- _TASK REQUIREMENTS_:
Could you convert the material from the line containing "cycling jersey | locate" through the line containing "0,363 -> 214,389" into a two-column CSV with the columns text and answer, one row for each text and its answer, every field quoted and line breaks turned into spaces?

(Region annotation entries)
• • • • • • •
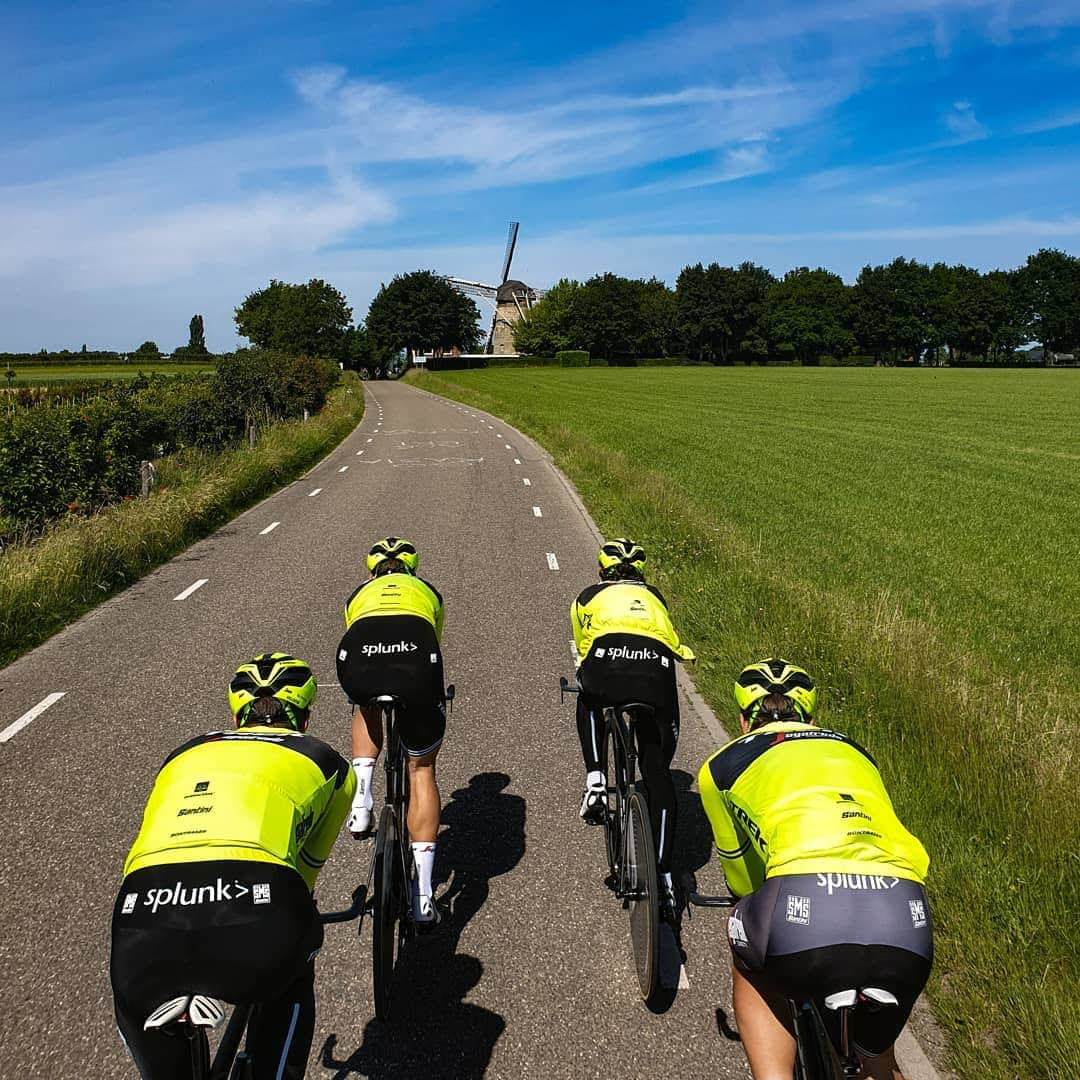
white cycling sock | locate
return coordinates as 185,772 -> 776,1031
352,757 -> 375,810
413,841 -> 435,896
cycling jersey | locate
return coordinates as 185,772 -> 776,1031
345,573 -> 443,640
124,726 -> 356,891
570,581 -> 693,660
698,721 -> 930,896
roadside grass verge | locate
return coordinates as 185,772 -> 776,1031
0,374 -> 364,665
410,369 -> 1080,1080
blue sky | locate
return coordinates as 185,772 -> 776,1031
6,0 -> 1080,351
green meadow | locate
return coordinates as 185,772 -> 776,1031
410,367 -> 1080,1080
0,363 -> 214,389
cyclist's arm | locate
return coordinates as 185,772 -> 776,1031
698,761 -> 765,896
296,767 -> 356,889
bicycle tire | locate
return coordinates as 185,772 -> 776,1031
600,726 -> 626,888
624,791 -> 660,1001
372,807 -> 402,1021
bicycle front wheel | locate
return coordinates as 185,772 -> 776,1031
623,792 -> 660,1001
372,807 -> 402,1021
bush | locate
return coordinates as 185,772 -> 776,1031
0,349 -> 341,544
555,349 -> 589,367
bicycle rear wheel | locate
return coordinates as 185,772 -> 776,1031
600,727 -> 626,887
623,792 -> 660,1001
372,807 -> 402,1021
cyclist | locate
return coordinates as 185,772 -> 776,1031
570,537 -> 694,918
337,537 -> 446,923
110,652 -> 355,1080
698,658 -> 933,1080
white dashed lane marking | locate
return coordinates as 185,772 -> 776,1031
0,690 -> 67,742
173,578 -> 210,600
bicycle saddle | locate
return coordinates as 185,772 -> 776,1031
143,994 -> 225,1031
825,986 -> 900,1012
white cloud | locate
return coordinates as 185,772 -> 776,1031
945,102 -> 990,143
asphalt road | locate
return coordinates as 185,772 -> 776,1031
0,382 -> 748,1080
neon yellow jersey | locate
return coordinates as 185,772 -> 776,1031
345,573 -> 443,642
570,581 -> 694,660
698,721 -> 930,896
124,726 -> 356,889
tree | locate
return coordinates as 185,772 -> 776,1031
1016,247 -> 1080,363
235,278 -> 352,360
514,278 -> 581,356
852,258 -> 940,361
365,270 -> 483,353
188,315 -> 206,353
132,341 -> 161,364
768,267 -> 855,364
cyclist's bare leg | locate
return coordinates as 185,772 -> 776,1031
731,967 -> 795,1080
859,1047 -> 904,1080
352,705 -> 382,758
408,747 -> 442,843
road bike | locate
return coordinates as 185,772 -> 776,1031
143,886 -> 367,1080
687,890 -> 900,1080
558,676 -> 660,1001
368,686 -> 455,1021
• • • • • • •
- _SOLUTION TO THIS TASK_:
text,answer
"cycling jersey | locate return coordinates as 185,772 -> 776,1031","345,573 -> 443,640 124,726 -> 356,891 570,581 -> 693,660 698,721 -> 930,896"
"roadside grass verge | locate return coordinates as 185,772 -> 776,1031","0,374 -> 364,665 410,369 -> 1080,1080"
"blue sky | locate return coordinates as 185,772 -> 776,1031","6,0 -> 1080,351"
"green meadow | locate return coordinates as 185,772 -> 776,1031","410,367 -> 1080,1080 0,363 -> 214,389"